=== SOURCE TEXT ===
Enter Title

Ask the PEEP Lady


Like Super Nanny before the TV show, Clark Kent before the comic strip, Sasha Fierce back when Beyonce needed a last name, and Bigfoot to this day – the true identity of PEEP Lady is unknown. 


Is she one person or many?  Is she even a she?  Is she – he – virtual or real? 


Regardless, you can send PEEP Lady your questions about parenting and kids, and she’ll get real with you – answering those questions for, better or worse, until, well, your child’s adulthood do we part. 



Dear PEEP Lady:


My child won’t go to bed. What can I do?


– Exhausted in Kazoo

Dear Exhausted:

Besides accepting that parents are sleep-deprived beings who have perfected acting like fully functioning adults when they’re actually sleep-walking, try this: 


Put that young ‘in on a schedule!  Children thrive on routine – and by extension then, so do their parents.  Write the schedule on a paper plate going clock-wise or list it on paper or a piece of cardboard with your child.  Let him or her draw pictures for the different parts of the schedule.  After all, you want – need – your child to “own” and follow it.


So, first, write the time your child gets up in the morning, then what comes next – school – then lunch, then whatever happens after school which should include Doing The Homework of Reading 10 minutes a day, then – and now we’re getting to the key to getting your child in bed and asleep before they’re climbing over you snoring on the couch: The E.R. 


No, that’s not the Emergency Room, it’s the Evening Routine – which might just keep you from having to visit the other E. R. when your child jumps over a snoozing you and lands too hard.    


The Evening Routine, sometimes known as the Evening Recipe, Route to Respite Care, or Road to Redemption for parents is your surest path to some R & R: 


Getting your child to bed and asleep, starts with getting together for dinner.  It doesn’t have to be fancy, just a regular part of your day. 

*** Heat up a can of soup and make a sandwich together.  Get out the bowls and a couple boxes of cereal.  Then for 15 minutes, eat and talk together at the table. 

*** No TV.  No cell phones.  No nothing, except maybe a little background music – not hard rock or rap.  Switch to mellow jazz or classical music.  You’re going for a relaxed, “I’m winding down at the end of the day” vibe. 

*** Get the “conversational ball rolling,” by saying, “Tell me about a story your teacher read you today.”  If your child asks, “Why are you talking to me like this?” just say, “Because I love you and want to know.”  Remember, the more you get your child talking, the more you can just keep eating and nodding.


After dinner on a weeknight, allow no more than 30 minutes of screen time – be it a video game or TV show – feature length movies, don’t go there until the weekend.  Here’s why: 

*** Artificial light makes small humans feel artificially awake – for hours. 


If it doesn’t work to have your child Do The Reading Homework for 10 minutes after school or before dinner, this is the time to do it – before anything else.  It's that important.  Reading a little bit every day will rocket-boost your child into higher orbit as a learner from now onward, not a little thing, at all.

=== RECORDED DATA ===

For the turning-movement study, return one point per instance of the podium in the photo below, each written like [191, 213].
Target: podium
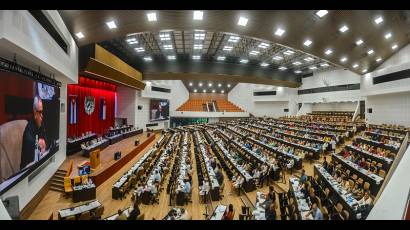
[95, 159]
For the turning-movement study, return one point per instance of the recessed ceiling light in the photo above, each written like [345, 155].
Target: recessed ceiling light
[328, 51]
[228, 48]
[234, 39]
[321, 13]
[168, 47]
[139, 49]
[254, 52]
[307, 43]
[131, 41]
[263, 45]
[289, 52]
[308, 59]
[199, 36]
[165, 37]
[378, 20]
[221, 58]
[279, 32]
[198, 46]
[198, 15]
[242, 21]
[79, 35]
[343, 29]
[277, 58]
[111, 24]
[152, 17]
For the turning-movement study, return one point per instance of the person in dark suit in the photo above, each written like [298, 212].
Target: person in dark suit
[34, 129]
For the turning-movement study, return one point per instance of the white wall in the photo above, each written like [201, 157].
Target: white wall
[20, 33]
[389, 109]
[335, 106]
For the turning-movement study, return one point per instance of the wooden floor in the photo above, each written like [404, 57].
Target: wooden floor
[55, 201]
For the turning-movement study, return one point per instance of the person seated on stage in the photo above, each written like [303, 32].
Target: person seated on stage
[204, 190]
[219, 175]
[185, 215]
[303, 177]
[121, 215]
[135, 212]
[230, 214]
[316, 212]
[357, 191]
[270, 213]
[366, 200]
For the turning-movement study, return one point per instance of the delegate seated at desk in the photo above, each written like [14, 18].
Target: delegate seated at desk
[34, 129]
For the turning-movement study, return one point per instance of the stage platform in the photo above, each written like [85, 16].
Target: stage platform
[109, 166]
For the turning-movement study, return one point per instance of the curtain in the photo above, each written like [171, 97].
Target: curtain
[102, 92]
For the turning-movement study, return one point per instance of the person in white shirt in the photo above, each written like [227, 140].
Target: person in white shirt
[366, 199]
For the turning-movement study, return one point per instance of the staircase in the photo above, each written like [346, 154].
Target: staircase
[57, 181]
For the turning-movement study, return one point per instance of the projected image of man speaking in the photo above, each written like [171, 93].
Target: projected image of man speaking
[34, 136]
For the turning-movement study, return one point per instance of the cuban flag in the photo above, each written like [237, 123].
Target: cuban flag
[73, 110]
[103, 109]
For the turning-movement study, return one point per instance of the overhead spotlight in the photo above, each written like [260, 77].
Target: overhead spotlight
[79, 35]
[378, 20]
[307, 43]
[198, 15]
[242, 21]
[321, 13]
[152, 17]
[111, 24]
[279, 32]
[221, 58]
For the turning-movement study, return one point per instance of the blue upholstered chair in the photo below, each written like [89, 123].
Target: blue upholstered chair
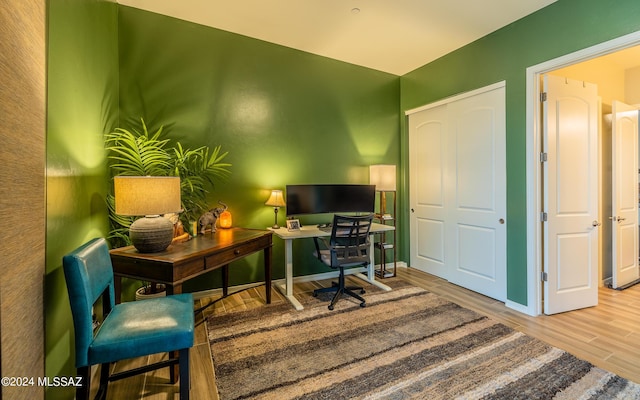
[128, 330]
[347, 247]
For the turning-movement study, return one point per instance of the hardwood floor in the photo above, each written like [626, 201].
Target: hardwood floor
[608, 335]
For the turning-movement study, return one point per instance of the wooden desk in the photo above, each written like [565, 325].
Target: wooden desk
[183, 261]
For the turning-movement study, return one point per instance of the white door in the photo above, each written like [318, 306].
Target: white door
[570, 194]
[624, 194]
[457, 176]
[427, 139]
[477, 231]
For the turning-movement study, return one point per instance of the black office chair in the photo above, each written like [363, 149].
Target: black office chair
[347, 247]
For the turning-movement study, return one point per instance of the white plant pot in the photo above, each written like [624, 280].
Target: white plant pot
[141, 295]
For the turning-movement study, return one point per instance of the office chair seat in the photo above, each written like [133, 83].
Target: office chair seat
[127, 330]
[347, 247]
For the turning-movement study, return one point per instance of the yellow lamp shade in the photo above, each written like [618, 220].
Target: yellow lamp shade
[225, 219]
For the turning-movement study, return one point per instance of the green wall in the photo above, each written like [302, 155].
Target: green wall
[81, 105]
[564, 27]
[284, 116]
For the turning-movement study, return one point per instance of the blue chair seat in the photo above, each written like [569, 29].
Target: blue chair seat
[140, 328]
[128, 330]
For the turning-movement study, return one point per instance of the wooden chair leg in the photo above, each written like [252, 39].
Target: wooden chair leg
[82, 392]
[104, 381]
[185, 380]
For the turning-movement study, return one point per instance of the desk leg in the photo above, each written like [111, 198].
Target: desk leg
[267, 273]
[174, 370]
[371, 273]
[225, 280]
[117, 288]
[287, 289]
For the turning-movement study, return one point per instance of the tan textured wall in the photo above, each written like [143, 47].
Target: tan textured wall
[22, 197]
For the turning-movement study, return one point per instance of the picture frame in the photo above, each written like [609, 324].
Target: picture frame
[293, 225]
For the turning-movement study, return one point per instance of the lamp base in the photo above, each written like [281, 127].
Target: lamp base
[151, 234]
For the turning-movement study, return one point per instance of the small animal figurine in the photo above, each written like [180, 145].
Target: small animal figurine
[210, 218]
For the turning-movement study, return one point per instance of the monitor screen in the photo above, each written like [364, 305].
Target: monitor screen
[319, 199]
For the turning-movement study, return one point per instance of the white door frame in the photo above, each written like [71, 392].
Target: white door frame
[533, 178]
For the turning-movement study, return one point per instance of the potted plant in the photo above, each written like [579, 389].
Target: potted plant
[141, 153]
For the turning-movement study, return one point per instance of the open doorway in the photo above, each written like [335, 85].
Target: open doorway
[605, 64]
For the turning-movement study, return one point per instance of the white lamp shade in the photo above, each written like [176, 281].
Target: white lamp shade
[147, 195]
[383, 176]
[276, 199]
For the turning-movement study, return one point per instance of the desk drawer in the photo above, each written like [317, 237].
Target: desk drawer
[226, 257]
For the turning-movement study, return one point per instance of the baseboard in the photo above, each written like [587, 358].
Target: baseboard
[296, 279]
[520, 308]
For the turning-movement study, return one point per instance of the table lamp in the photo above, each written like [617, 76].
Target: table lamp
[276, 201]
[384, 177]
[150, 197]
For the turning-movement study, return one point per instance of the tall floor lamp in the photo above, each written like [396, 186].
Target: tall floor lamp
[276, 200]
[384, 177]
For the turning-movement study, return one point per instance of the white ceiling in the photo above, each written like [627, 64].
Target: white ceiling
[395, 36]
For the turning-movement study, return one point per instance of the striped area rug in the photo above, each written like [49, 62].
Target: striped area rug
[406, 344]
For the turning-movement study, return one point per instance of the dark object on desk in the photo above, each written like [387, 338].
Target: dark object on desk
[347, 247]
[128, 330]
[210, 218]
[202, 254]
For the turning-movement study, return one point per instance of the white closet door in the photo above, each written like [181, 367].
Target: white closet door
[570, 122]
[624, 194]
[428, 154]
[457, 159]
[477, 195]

--

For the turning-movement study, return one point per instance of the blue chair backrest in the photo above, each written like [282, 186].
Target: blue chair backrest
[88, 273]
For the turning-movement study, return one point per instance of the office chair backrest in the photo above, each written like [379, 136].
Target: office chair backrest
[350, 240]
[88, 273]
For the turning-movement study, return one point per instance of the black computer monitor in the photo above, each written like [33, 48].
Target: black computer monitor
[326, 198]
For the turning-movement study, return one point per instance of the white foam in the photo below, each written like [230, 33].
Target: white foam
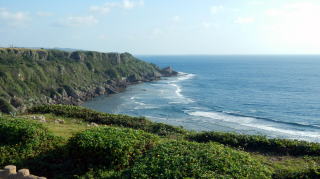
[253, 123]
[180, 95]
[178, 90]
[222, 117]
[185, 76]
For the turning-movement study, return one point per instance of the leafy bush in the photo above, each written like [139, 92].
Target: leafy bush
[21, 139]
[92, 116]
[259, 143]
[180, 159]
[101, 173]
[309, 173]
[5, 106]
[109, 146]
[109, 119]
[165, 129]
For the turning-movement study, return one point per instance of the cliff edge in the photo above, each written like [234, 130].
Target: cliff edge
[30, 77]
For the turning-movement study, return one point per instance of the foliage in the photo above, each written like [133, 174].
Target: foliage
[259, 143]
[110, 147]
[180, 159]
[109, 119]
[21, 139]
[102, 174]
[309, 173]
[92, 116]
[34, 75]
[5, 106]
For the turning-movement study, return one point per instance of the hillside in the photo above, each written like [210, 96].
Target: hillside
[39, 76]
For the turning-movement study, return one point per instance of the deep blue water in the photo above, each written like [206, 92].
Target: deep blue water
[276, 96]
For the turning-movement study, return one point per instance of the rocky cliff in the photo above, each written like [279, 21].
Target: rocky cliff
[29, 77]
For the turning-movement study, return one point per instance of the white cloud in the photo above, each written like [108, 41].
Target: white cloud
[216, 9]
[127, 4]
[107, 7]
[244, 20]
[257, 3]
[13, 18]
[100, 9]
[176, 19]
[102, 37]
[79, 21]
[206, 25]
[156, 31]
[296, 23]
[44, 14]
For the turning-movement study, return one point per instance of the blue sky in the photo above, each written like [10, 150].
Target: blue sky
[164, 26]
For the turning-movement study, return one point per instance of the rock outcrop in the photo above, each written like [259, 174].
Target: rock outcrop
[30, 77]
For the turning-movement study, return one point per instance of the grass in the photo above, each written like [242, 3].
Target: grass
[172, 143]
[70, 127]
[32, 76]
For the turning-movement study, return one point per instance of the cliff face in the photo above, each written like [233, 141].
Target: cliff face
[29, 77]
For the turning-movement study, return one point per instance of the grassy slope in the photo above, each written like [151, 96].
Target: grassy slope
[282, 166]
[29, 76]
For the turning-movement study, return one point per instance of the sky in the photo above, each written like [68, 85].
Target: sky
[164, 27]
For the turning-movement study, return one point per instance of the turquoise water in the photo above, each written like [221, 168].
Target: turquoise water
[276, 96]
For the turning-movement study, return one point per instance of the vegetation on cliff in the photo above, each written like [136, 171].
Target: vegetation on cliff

=== WORK INSTRUCTIONS ===
Reproduce, word for word, the passage of the parenting advice column that opens with the words containing "After dinner on" and closes with "thing, at all.".

=== EXPECTED ANSWER ===
After dinner on a weeknight, allow no more than 30 minutes of screen time – be it a video game or TV show – feature length movies, don’t go there until the weekend.  Here’s why: 

*** Artificial light makes small humans feel artificially awake – for hours. 


If it doesn’t work to have your child Do The Reading Homework for 10 minutes after school or before dinner, this is the time to do it – before anything else.  It's that important.  Reading a little bit every day will rocket-boost your child into higher orbit as a learner from now onward, not a little thing, at all.